▶ **WRITTEN INSTRUCTION**
Locate every line in the material below that contains the word "building", and copy each of those lines in full.

▶ **SUPPLIED RECORDS**
++++++++

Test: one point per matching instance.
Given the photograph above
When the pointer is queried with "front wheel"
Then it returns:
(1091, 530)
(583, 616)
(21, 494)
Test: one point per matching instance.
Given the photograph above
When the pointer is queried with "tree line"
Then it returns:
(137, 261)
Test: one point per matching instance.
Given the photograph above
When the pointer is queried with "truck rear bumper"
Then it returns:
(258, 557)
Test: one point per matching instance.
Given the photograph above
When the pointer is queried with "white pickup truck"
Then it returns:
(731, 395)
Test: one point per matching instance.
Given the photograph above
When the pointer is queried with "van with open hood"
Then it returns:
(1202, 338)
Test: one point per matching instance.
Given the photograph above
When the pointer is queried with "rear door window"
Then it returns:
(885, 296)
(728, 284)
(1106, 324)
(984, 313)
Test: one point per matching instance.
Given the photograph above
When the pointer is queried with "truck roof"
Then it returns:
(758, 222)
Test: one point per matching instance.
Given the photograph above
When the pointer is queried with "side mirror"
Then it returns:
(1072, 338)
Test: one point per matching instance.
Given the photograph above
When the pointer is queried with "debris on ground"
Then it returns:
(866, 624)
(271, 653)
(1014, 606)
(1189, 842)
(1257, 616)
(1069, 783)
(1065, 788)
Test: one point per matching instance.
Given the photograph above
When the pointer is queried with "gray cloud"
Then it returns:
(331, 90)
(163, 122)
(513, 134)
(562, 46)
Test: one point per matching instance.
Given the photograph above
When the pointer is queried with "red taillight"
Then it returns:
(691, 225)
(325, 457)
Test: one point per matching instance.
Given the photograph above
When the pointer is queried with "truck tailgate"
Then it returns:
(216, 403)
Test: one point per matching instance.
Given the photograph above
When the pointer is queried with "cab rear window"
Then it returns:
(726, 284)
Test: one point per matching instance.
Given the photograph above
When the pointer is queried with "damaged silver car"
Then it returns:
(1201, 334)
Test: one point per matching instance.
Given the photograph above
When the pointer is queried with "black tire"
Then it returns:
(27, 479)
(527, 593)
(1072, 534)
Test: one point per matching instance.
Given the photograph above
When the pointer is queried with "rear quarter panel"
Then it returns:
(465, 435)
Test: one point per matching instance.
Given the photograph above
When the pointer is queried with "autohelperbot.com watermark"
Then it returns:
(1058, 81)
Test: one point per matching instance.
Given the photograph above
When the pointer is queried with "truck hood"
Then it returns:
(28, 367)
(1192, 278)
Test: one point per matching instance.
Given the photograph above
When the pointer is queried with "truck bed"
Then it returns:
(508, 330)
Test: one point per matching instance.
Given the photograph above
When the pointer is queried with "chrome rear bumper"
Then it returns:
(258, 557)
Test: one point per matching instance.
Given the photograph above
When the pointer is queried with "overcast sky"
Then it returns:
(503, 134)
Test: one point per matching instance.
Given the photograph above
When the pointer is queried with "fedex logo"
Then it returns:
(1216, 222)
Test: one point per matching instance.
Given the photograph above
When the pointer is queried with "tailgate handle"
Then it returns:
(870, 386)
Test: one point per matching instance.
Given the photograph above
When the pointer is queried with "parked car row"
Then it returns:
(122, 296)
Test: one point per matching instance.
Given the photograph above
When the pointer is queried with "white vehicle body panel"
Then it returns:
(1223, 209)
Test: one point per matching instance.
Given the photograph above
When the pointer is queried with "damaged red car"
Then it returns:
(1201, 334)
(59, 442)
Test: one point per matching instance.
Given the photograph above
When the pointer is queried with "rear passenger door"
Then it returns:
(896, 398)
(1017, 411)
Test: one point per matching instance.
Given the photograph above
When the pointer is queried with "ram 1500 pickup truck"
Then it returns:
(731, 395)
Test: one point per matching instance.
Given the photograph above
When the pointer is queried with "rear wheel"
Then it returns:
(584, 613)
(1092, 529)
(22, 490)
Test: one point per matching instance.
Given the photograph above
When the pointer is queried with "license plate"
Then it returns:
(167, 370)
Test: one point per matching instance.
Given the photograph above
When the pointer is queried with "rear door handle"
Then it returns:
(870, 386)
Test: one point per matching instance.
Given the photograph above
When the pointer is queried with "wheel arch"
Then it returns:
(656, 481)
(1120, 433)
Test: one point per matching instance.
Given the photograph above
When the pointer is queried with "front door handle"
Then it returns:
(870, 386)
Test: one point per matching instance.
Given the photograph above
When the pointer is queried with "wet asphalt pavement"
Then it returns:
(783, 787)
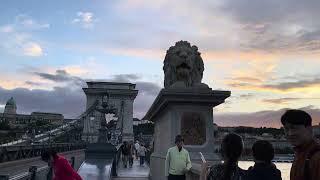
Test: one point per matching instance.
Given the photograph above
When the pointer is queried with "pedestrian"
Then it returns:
(131, 153)
(263, 169)
(177, 162)
(62, 170)
(142, 153)
(298, 131)
(231, 150)
(125, 151)
(136, 147)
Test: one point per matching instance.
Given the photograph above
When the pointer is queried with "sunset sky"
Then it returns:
(265, 52)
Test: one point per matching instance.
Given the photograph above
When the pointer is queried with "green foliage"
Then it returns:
(4, 125)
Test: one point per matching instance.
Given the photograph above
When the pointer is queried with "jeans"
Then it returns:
(125, 160)
(142, 160)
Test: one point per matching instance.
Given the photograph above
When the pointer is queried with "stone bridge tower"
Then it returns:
(121, 97)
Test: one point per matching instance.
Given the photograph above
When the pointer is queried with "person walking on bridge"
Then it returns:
(298, 131)
(177, 161)
(62, 170)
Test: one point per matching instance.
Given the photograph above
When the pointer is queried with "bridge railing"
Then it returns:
(44, 136)
(35, 173)
(11, 153)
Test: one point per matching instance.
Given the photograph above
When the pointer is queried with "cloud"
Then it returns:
(6, 29)
(276, 26)
(16, 38)
(28, 22)
(59, 100)
(285, 100)
(61, 76)
(260, 118)
(247, 79)
(279, 87)
(147, 90)
(85, 19)
(32, 49)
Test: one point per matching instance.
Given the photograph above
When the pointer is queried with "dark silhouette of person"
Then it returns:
(231, 150)
(263, 169)
(298, 131)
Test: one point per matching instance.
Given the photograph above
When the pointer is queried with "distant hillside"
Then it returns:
(260, 119)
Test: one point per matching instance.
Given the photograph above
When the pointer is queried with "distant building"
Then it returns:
(14, 119)
(316, 130)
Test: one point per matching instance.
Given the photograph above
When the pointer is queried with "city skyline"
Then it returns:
(265, 53)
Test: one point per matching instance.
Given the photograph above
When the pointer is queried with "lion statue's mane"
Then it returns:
(183, 64)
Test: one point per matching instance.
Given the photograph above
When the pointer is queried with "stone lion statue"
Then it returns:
(183, 66)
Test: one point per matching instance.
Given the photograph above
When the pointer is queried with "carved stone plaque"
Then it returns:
(193, 128)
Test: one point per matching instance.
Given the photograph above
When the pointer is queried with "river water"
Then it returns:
(283, 167)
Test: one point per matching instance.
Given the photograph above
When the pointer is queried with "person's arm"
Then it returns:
(167, 164)
(315, 166)
(204, 171)
(188, 162)
(69, 170)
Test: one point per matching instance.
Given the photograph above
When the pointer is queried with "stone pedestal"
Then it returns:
(188, 112)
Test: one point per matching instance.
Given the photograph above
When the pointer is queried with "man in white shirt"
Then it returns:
(136, 148)
(177, 161)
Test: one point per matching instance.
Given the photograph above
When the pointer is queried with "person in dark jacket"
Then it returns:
(263, 169)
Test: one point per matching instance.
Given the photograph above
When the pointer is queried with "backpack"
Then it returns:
(307, 162)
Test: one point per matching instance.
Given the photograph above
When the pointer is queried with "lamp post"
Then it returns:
(104, 109)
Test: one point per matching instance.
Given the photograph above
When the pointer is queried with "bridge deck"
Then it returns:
(137, 172)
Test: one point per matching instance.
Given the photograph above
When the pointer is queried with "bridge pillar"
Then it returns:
(121, 97)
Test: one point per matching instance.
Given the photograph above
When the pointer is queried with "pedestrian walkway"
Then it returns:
(137, 172)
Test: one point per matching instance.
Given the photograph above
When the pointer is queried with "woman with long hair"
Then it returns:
(231, 150)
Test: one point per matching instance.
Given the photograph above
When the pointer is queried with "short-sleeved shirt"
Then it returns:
(216, 173)
(298, 165)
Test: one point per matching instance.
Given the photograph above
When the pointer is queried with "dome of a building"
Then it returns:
(11, 102)
(11, 107)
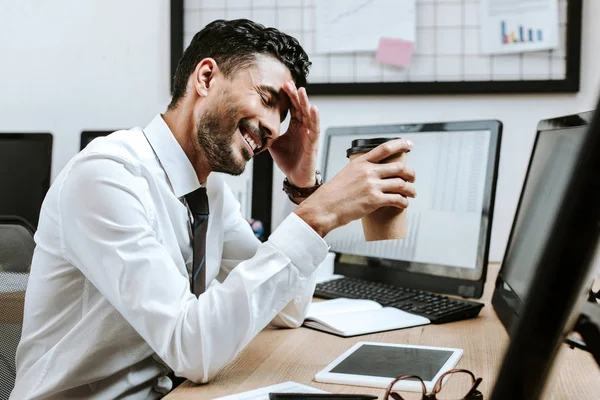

++++++++

▶ **RESULT**
When the pointer is queried with "distant building"
When the pointer is queried with "dome of a building"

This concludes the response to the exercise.